● **Work to be completed**
From the records below, transcribe exactly the lines that begin at the line with "Identify the golden" and end at the line with "Identify the leprechaun's bow", both included.

Records from a collection
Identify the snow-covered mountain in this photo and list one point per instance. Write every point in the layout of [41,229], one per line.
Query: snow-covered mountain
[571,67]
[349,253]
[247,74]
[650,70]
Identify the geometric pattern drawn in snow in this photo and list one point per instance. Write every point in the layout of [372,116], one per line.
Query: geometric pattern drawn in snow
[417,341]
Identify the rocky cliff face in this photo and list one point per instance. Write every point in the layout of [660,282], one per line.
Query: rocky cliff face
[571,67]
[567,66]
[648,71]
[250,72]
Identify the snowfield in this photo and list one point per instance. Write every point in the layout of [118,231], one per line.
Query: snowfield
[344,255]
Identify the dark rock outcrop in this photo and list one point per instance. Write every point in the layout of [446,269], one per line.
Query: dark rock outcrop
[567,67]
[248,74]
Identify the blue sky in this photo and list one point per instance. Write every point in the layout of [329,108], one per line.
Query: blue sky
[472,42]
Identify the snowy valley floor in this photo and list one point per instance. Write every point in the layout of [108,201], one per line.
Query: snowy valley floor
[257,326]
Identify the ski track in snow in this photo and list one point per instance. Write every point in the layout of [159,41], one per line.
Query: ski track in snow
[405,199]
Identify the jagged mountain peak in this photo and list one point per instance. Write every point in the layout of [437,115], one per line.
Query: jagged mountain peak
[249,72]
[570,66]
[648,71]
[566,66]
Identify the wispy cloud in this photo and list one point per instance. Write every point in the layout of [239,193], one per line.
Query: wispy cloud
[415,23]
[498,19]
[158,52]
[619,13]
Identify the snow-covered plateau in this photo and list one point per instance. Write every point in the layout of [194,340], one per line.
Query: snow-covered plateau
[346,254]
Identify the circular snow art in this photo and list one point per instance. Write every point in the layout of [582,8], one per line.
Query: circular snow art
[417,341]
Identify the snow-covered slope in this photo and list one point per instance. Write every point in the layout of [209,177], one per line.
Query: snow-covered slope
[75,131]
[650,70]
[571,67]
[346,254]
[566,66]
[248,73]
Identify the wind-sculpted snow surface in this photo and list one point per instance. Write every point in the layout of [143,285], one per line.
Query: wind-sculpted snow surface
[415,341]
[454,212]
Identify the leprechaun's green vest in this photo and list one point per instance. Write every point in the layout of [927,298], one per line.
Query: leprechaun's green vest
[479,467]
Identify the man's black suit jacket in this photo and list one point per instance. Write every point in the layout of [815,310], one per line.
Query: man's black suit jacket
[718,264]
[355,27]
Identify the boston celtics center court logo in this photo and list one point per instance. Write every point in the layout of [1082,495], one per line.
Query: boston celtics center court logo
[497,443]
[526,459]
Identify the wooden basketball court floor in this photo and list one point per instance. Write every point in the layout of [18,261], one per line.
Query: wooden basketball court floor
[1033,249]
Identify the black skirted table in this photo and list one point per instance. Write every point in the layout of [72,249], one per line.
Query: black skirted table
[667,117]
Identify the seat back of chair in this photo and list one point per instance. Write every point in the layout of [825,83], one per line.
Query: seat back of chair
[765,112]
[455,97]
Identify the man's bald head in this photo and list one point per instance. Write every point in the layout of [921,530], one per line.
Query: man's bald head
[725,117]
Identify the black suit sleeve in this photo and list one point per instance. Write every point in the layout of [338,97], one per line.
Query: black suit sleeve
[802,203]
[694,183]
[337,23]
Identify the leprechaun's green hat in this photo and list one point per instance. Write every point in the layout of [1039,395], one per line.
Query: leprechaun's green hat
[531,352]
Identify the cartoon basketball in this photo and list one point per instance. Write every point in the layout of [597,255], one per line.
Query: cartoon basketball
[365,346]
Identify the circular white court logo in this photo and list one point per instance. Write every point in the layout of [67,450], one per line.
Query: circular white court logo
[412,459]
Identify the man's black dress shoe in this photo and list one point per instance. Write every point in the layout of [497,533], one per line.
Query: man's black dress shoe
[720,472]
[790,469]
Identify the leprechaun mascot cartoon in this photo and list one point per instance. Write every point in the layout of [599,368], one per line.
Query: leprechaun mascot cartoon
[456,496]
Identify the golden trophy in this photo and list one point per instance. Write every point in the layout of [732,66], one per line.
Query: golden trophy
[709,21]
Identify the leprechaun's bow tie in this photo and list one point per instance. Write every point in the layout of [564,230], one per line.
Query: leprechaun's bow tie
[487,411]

==

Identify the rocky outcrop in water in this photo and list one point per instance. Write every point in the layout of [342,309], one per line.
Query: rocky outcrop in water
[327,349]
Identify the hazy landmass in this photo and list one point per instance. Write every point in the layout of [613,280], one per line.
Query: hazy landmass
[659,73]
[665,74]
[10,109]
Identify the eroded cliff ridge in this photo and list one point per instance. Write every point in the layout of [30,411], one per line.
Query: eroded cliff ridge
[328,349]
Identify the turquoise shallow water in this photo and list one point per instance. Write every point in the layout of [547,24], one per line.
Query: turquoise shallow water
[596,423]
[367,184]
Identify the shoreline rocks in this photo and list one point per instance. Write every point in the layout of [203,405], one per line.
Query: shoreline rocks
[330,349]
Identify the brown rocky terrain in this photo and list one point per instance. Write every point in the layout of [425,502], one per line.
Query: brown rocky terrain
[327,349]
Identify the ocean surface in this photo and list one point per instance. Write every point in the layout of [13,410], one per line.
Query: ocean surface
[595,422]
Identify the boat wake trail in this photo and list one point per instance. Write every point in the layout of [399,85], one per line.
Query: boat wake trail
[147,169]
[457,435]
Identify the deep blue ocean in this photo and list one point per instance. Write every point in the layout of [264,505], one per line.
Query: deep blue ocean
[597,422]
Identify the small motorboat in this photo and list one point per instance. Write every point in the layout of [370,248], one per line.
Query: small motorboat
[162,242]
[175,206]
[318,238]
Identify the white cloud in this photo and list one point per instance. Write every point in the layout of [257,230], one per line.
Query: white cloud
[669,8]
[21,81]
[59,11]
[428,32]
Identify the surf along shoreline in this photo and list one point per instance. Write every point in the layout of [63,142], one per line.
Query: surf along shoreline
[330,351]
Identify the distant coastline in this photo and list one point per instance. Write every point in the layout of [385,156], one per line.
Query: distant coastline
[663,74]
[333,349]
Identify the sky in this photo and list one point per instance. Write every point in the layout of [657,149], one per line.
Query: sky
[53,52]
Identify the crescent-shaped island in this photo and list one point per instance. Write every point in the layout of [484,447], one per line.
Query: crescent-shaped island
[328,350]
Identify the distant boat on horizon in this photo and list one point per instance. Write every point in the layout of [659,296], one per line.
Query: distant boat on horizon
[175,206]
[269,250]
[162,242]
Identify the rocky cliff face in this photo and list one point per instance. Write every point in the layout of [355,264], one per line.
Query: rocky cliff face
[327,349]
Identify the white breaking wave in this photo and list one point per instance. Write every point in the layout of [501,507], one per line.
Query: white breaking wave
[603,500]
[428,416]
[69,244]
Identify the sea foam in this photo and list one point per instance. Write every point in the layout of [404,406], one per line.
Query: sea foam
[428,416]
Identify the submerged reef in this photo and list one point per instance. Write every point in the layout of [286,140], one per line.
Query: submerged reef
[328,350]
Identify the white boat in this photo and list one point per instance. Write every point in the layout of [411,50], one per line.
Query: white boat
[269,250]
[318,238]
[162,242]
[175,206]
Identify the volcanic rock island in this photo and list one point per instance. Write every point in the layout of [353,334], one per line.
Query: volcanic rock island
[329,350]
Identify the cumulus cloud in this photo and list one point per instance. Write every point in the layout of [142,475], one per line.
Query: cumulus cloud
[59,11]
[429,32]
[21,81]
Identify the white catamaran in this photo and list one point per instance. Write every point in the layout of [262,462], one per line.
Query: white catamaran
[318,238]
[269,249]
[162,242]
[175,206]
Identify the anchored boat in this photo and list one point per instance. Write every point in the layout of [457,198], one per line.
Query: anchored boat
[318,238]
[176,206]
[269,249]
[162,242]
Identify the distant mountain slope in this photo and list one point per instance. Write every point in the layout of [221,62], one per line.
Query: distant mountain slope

● **Solution to this exercise**
Identify the golden trophy in this photo and list one point per instance. Write every point in the layout of [732,66], one per line.
Query: golden trophy
[709,21]
Identify the leprechaun's bow tie in this photo and list one point per instance. Write every point in the layout of [564,230], one per line.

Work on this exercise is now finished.